■ INSTRUCTION 1:
List every issue the database redesign text gives for the Wisconsin Project team.

■ TEXT SEGMENT:
* * * * * * * * *

Originally created in 1995, the database has grown significantly — both in the sheer volume of information housed on the system as well as the user base that relies on it for making strategic decisions. Without a significant upgrade or redesign since 1995, the experience of using the database and the mechanisms powering it had become antiquated — frustrating users who need to quickly find the information they are seeking AND stifling internal staff who needed to work around the quirks of an old content management system to keep the database up to date.

Some of the key issues for the Wisconsin Project team:

  • Data entry and records enrichment took several minutes when it should have been instantaneous
  • Only one administrative person knew how to make updates because the system was so peculiar
  • The back-end system was housed in an outdated software program that a dwindling number of vendors could support
  • An offline process was being used to handle the content editing
  • Thousands of hours were spent conducting in-person trainings, since the system was not intuitive

Some of the key issues for end users:

  • The entire database was accessed through one advanced search page, an unusual and antiquated experience for a paid subscription product
  • There was no information within the database to explain what the database contains or how to use it most effectively
  • The search mechanism was very primitive, largely underwhelming modern users who expect more powerful searching tools that can quickly narrow in on subjects or records of interest

With the issues of the past documented and the best in new technology and UX approaches at our fingertips, we were ready to envision and model out a new, future thinking Risk Report that would equally satisfy and support end users and the administrative team.

* * * * * * * * *

■ MATERIAL FOR THIS TASK:
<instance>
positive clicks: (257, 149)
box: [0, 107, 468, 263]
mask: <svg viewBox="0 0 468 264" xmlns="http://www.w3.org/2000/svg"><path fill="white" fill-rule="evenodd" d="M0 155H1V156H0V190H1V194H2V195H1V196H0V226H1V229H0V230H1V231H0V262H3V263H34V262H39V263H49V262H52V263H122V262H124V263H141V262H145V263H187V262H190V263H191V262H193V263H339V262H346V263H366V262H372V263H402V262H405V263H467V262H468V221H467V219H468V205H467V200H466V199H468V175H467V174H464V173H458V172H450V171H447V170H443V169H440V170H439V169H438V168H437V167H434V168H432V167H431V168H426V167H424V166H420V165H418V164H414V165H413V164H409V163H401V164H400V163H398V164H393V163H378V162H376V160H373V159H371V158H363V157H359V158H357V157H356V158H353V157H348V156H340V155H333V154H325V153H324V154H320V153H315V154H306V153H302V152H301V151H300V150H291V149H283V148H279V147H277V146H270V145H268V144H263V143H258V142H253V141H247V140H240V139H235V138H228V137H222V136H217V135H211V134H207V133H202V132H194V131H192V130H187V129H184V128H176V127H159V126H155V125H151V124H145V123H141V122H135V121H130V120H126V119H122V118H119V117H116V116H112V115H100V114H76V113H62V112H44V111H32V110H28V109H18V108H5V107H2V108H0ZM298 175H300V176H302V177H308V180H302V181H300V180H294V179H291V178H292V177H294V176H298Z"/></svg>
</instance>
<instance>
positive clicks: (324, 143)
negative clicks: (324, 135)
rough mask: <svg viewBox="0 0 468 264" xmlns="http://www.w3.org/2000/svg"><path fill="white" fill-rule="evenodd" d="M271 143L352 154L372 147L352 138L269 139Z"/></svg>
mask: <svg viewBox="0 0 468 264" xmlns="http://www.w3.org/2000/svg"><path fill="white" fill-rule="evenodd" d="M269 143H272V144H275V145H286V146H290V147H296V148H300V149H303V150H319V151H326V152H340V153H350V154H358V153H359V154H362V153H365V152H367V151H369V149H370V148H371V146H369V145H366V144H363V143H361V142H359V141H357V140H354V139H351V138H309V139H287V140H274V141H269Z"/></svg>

* * * * * * * * *

■ INSTRUCTION 2:
In the rows, turn the lines from the one with "</instance>" up to and including the one with "rough mask: <svg" into a numbered list, skipping any blank lines.

■ TASK ANSWER 1:
1. Data entry and records enrichment took several minutes when it should have been instantaneous.
2. Only one administrative person knew how to make updates because the system was so peculiar.
3. The back-end system was housed in an outdated software program that a dwindling number of vendors could support.
4. An offline process was being used to handle the content editing.
5. Thousands of hours were spent conducting in-person trainings, since the system was not intuitive.

■ TASK ANSWER 2:
1. </instance>
2. <instance>
3. positive clicks: (324, 143)
4. negative clicks: (324, 135)
5. rough mask: <svg viewBox="0 0 468 264" xmlns="http://www.w3.org/2000/svg"><path fill="white" fill-rule="evenodd" d="M271 143L352 154L372 147L352 138L269 139Z"/></svg>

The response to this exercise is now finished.